## [EXERCISE DIRECTIONS]
Copy every line of the data that includes the string "wooden".

Collected data:
-=-=-=-=-

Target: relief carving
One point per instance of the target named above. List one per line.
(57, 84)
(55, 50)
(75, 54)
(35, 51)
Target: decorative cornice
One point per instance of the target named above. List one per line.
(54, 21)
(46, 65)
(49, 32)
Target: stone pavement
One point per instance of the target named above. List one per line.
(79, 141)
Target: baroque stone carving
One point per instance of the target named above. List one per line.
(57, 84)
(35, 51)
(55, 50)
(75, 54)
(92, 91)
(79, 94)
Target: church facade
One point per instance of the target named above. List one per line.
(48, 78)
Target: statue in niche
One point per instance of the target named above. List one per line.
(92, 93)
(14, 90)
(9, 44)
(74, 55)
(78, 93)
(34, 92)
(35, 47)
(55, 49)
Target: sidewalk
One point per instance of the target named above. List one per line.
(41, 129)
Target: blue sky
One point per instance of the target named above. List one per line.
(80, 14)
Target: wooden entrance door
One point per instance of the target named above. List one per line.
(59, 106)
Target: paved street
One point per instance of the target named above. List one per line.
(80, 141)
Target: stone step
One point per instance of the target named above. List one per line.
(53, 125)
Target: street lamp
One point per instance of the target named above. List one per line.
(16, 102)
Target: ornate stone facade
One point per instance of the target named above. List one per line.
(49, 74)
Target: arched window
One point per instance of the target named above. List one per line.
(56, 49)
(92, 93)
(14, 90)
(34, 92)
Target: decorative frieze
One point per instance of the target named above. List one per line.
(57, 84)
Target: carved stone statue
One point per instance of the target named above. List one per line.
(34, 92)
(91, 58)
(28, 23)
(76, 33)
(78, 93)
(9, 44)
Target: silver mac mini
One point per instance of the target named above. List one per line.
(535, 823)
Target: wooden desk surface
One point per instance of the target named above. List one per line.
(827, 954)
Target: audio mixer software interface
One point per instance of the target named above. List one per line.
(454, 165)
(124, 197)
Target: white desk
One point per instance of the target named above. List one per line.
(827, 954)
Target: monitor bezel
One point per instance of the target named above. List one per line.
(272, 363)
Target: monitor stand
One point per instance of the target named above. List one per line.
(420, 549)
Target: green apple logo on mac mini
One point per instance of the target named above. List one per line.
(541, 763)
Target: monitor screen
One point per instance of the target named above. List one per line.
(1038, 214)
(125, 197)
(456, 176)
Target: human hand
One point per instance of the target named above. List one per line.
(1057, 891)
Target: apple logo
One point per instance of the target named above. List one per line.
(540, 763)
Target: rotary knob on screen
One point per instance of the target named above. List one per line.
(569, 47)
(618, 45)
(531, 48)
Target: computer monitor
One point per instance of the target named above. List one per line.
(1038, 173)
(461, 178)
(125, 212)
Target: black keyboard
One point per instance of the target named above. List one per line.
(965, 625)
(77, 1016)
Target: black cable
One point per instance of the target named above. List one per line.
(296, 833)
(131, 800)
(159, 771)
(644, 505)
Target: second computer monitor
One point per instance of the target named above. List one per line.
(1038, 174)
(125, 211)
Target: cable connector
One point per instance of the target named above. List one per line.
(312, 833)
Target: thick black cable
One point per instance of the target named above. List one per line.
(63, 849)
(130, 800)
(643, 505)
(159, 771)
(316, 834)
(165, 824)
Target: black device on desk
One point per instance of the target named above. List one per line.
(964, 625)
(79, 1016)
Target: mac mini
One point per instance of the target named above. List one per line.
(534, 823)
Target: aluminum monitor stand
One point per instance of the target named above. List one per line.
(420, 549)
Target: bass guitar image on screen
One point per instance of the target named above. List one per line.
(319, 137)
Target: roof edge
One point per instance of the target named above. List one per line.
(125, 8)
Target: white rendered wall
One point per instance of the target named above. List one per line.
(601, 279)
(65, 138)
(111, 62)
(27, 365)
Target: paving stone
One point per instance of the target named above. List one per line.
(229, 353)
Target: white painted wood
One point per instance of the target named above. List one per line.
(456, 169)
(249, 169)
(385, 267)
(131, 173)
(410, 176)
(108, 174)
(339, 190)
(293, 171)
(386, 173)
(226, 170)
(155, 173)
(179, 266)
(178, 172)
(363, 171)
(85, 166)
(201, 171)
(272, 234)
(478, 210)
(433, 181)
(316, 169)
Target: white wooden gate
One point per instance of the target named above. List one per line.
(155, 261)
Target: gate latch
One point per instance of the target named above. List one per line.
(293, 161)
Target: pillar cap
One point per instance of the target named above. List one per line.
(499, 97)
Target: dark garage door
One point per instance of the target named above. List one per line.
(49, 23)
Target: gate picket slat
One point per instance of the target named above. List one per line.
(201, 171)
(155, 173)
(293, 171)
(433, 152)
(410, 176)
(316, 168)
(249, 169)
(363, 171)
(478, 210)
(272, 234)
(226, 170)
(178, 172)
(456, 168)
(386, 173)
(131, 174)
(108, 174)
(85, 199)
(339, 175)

-=-=-=-=-

## [FINISHED TASK]
Target: wooden entrance door
Target: wooden desk surface
Target: white wooden gate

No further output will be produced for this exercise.